Task statement: The entries below should be quoted exactly, with no pictures carried over.

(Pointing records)
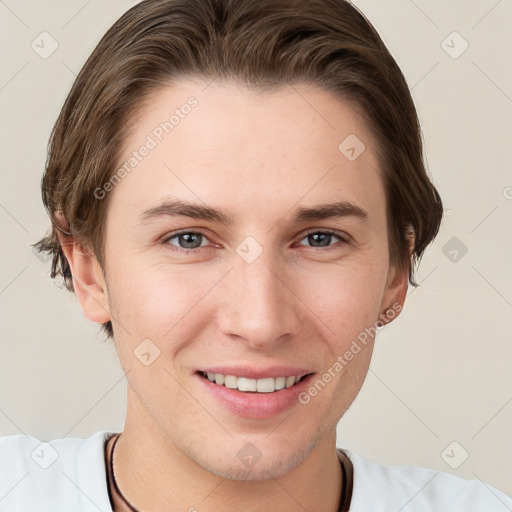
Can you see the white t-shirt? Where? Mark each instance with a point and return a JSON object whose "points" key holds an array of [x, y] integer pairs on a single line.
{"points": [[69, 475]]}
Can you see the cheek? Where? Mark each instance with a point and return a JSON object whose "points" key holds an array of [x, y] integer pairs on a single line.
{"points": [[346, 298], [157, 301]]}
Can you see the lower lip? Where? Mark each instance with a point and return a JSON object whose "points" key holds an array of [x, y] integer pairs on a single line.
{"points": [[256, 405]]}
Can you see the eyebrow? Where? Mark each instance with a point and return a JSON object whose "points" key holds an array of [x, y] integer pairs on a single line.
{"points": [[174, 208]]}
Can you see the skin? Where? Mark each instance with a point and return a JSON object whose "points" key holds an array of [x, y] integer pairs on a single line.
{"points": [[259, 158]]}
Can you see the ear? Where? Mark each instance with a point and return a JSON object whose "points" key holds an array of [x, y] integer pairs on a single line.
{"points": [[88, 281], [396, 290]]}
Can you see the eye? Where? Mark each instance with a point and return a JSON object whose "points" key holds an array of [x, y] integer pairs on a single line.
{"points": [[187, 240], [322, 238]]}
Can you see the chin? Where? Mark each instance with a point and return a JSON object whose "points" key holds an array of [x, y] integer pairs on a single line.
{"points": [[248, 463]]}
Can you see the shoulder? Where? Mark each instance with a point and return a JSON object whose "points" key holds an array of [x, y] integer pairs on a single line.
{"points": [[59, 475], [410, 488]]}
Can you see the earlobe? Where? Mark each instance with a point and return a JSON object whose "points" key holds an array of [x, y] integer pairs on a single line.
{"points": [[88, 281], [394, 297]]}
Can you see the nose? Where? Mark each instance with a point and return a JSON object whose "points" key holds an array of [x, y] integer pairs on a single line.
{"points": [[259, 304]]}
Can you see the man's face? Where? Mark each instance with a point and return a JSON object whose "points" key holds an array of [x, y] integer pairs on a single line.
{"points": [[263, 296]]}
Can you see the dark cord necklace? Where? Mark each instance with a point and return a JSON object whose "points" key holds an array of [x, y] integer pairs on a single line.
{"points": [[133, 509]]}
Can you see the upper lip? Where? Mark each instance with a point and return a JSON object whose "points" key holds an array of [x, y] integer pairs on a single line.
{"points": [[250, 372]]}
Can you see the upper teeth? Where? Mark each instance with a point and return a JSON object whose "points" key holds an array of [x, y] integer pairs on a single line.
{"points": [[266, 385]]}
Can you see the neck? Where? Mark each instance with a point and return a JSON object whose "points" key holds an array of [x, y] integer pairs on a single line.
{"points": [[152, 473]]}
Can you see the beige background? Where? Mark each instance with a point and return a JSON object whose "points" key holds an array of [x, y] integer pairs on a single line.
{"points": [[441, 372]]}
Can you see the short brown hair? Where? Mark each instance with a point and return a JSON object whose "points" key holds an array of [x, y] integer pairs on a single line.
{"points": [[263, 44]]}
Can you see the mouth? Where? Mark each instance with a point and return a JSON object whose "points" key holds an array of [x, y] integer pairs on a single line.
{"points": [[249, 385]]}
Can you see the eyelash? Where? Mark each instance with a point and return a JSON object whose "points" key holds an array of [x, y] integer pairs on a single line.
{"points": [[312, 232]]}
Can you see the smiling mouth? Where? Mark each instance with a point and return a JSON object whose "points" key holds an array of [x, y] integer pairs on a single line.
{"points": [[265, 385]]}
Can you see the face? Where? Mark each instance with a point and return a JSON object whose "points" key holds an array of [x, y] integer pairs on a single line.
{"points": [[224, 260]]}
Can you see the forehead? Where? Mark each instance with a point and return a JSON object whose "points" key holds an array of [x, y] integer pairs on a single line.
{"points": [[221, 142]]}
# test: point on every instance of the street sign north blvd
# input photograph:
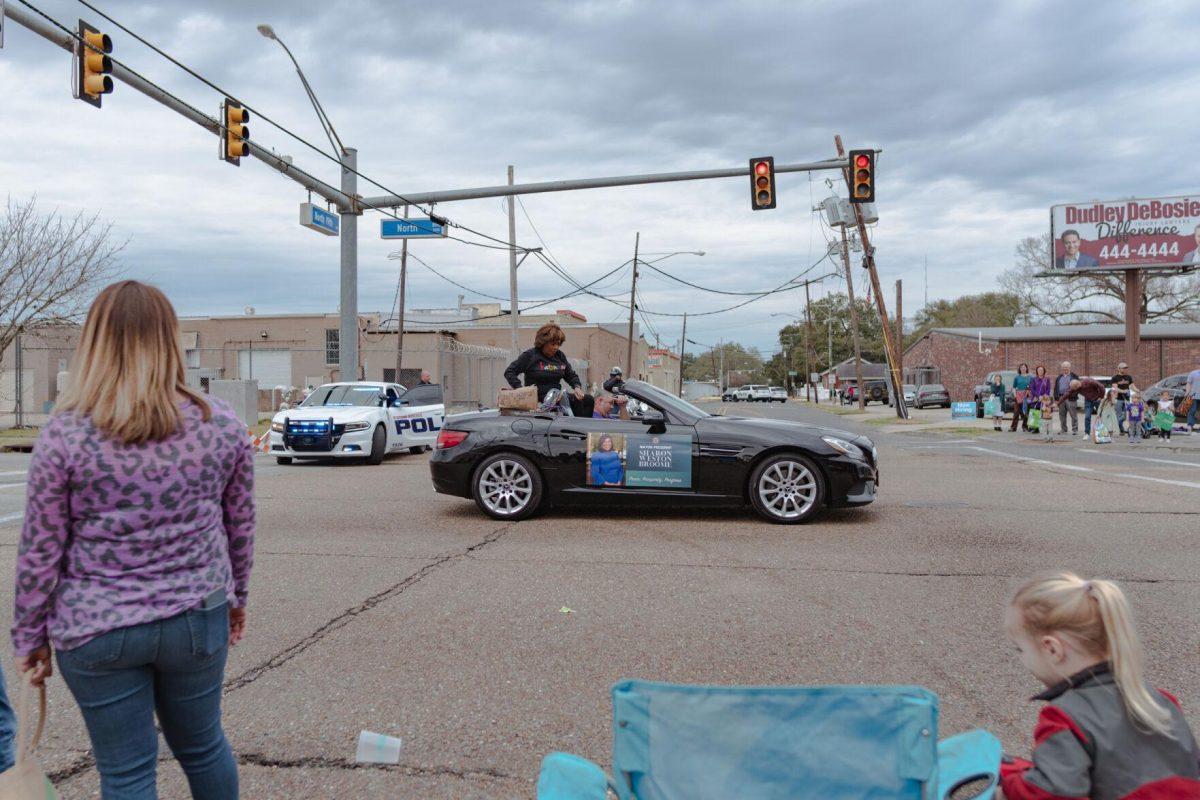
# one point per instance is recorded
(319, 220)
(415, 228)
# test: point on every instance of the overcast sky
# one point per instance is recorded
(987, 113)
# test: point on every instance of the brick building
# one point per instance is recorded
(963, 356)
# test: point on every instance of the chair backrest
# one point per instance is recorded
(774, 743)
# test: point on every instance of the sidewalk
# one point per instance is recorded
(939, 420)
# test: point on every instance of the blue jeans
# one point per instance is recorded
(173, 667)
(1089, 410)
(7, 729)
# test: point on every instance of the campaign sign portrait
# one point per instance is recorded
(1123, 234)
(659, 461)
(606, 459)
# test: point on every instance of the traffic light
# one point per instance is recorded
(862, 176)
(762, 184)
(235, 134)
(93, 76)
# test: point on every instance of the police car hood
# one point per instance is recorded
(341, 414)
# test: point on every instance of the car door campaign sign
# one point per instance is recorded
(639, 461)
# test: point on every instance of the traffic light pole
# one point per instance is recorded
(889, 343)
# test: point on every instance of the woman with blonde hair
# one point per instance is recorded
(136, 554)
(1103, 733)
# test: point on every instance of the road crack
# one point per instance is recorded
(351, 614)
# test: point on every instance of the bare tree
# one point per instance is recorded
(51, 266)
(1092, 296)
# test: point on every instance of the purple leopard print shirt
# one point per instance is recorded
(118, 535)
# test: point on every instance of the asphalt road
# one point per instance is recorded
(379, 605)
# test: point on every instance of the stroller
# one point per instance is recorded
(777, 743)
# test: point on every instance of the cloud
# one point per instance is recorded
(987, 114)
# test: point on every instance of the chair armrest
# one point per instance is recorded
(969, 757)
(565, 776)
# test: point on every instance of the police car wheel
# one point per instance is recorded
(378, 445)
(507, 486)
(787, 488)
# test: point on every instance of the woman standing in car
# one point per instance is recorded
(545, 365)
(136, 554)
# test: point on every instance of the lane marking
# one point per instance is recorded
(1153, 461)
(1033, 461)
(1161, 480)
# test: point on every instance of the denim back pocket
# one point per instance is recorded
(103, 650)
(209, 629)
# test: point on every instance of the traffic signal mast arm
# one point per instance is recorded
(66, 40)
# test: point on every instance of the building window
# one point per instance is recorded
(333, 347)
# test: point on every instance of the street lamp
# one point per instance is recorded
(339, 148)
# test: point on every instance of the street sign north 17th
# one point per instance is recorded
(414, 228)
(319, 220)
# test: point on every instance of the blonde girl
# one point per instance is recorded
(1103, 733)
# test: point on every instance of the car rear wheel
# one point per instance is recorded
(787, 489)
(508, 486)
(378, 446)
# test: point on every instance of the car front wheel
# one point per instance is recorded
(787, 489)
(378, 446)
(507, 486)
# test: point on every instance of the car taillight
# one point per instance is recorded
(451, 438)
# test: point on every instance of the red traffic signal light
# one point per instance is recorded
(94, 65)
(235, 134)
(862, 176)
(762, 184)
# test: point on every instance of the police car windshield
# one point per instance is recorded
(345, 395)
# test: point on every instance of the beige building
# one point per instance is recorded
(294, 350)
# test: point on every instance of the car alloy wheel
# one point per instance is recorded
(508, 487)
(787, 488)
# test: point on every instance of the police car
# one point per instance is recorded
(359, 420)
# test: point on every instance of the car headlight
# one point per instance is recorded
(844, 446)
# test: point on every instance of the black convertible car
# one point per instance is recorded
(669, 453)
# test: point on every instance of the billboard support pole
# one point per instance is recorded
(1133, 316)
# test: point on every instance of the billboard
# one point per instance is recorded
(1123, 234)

Result of this task:
Can you see the white t-shirt? Where? Mark each instance with a point and return a JSON object whose "points" key holds an array of [x, y] integer pairs on a single line.
{"points": [[69, 475]]}
Can you see the cheek? Where? Mark each instance with a point and return a JSON object whose "points" key holds an array of [x, y] integer pairs on a single line.
{"points": [[346, 298], [157, 301]]}
Can you see the lower lip? Where? Mark each instance with a point and return a JSON object whose "points" key holds an array of [x, y] integer pairs on a single line.
{"points": [[256, 405]]}
Can you see the eyebrow? Where? Mark each instance with a point and return a JSON object whose "points" key holds an array of [x, y] integer pairs on a single line.
{"points": [[174, 208]]}
Can you see the skin? Where? Mark each instance with a point and return a JSON object whose "points" key holds an array of [x, y] integer pairs on a single line.
{"points": [[259, 158]]}
Can you see the ear? Where? Mark each instance with a point and return a JSON object whose "points" key holds an array of [x, y] integer pairs on a single line.
{"points": [[88, 281], [396, 290]]}
Can you see the eye? Where? Mark each instance with a point and return a JSON object whose "points" key holds an array of [x, y] integer pairs on a single line.
{"points": [[187, 240], [322, 238]]}
Can you see the chin? Where? Mark each instance with a point and return a JSON object whose "points" key holds an array of [x, y] integer pairs on a single line.
{"points": [[248, 463]]}
Can you see the shoulder? Where? Mark each instance with a point and return a JSON object whose "points" key holds an array of [x, y] integer pairs on a single line.
{"points": [[59, 475], [410, 488]]}
Can you see the earlobe? Where? Mark each instance with a point and return a JSON object whose "points" key holds an array of [x, y] integer pairs on a single line.
{"points": [[88, 281], [394, 297]]}
Can you see the nose? Where? Mark each instance with a point and return a JSON object whose "points" key holds an array of [x, y] integer pairs on a single line.
{"points": [[259, 304]]}
Can you see the man's face? Where? Mark each instance with a point and return a JSON object whose "points" key holds an array of [x, y] integer pairs on a single line.
{"points": [[263, 296]]}
Can you see the dark cord necklace? Where? Mark each instance with a point and return a JSON object whose "points" key holds an array of [x, y] integer pairs on a single line.
{"points": [[133, 509]]}
Can you see the upper lip? Where? Mark each instance with a point and return a JSON object whose "points" key holds an array of [x, y] integer pairs on a single line.
{"points": [[250, 372]]}
Can you see the upper teeth? Where? Mark each instance with a point and return a JSON object whose "points" key holds an array of [x, y] integer pairs on a single line.
{"points": [[266, 385]]}
Can you see the neck? Where? Mark each instance with a point and return a JSON object whose "points" key holds an array of [x, y] integer pairs on a single line.
{"points": [[152, 473]]}
Can you see the beige background? Where? Mark each instance with a point and return a JSON object whose "points" key holds an array of [x, y] integer pairs on a single line.
{"points": [[441, 372]]}
Can you see the short brown hair? Where? Mark each instance with a point and return a JSON object whose "points" key holds an array of [x, y] integer pairs on a single line.
{"points": [[263, 44]]}
Can you see the mouth? Where? Mark each instance with a point and return a JSON object whose "points" key holds an array of [x, y] integer pairs on a single line.
{"points": [[249, 385]]}
Can you see the eyelash? Where? Mark each instance with a point and return a JSON object whose "points" key holds an array of [x, y] integer pairs on a single line.
{"points": [[312, 232]]}
Can you see the smiling mouth? Where? Mark each instance with a point and return a JSON object whose "points" key holds an array of [x, y] integer pairs on a single line.
{"points": [[265, 385]]}
Can you see the face? Where? Mark each instance with a point and return a JSON object whose "points" key holds an array of [x, y] integer pairs on a single line.
{"points": [[224, 260]]}
Can you see the forehead? Where? Mark each instance with a point and return a JSON object whose "points" key holds an array of [x, y] integer pairs on a single line.
{"points": [[221, 142]]}
# test: point on every instance of the street sign north blvd
# input photograph:
# one point per instance is recorded
(319, 220)
(415, 228)
# test: point on every instance of the overcast sky
# one point per instance is recorded
(987, 113)
# test: point on every instance of the brick building
# one point per instance is recorded
(963, 356)
# test: point on every instance of the chair backrest
# one point per instance is recorded
(774, 743)
# test: point on every instance of the sidewalk
# one point per instance is recorded
(939, 420)
# test: point on every instance of the blue jeans
# one point per instance is recorded
(173, 667)
(1089, 410)
(7, 729)
# test: point on every instance of the campaign sign portrait
# one point per instance is recorded
(1123, 234)
(659, 461)
(606, 459)
# test: point on every instance of the traffic light
# one point per instance is recorded
(862, 176)
(762, 184)
(235, 134)
(93, 76)
# test: point on every instance of the police car hood
# one point per instance is recorded
(341, 414)
# test: point on every instance of the car door campaign sign
# one point per instance is recorded
(639, 461)
# test: point on every instance of the traffic light pole
# one point per instance is recorded
(889, 343)
# test: point on every instance of the woman with blonde hair
# one point per instance is recorded
(136, 554)
(1103, 733)
# test: point on every instance of the road crack
# one point per instance is recorded
(351, 614)
# test: point on every instance of the bare tree
# one point per instance is recorded
(51, 266)
(1092, 296)
# test: point on every instance of the purple leopard print shirt
# one point per instance is recorded
(118, 535)
# test: point on every instance of the asphalt road
# one point per instance is recorded
(379, 605)
# test: point on every instance of the stroller
# one point per instance is recorded
(777, 743)
# test: point on every instance of the cloud
# one point per instance is recorded
(987, 114)
# test: point on every instance of the chair armrest
# one point per instance is recorded
(969, 757)
(565, 776)
# test: point on every instance of the police car wheel
# one point per instance is recorded
(378, 445)
(507, 486)
(787, 488)
# test: point on every instance of the woman standing in car
# one point per instance is recorded
(545, 365)
(136, 554)
# test: point on every instance of the lane marking
# one point per instance is recorded
(1153, 461)
(1033, 461)
(1161, 480)
# test: point on every instance of the denim back pocket
# one point per instance is recorded
(103, 650)
(209, 629)
# test: point on every instance of the traffic signal mast arm
# one point per instance is recorded
(66, 40)
# test: point on every instance of the building window
# one point per instance is recorded
(333, 347)
# test: point on every instance of the street lamp
# one point per instance is recorded
(339, 148)
# test: point on every instance of the street sign north 17th
# one point per instance is recorded
(414, 228)
(319, 220)
# test: point on every instance of the blonde girl
# one point per instance is recorded
(1103, 733)
# test: point on every instance of the car rear wheel
# one point per instance is recorded
(787, 489)
(508, 486)
(378, 446)
# test: point on every instance of the car front wheel
# one point per instance is recorded
(787, 489)
(378, 446)
(507, 486)
# test: point on every instance of the car taillight
# one point per instance is recorded
(451, 438)
# test: point on every instance of the red traffic signal light
# one point per instance is recorded
(94, 65)
(235, 134)
(862, 176)
(762, 184)
# test: point on every instance of the police car windshield
# one point per instance is recorded
(345, 395)
# test: point on every instance of the beige building
# one point per instance is recorded
(294, 350)
# test: point on every instance of the car alloy wheel
# one point per instance is recorded
(508, 487)
(787, 488)
# test: point on every instance of the police car
# one point per instance is recorded
(359, 420)
# test: point on every instance of the car headlight
# one point per instance is recorded
(844, 446)
# test: point on every instance of the black convertible car
# one point per instance is recorded
(669, 453)
# test: point on every instance of the billboard support pole
# one point per instance is recorded
(1133, 316)
# test: point on every instance of the billboard
# one point per instance is recorded
(1123, 234)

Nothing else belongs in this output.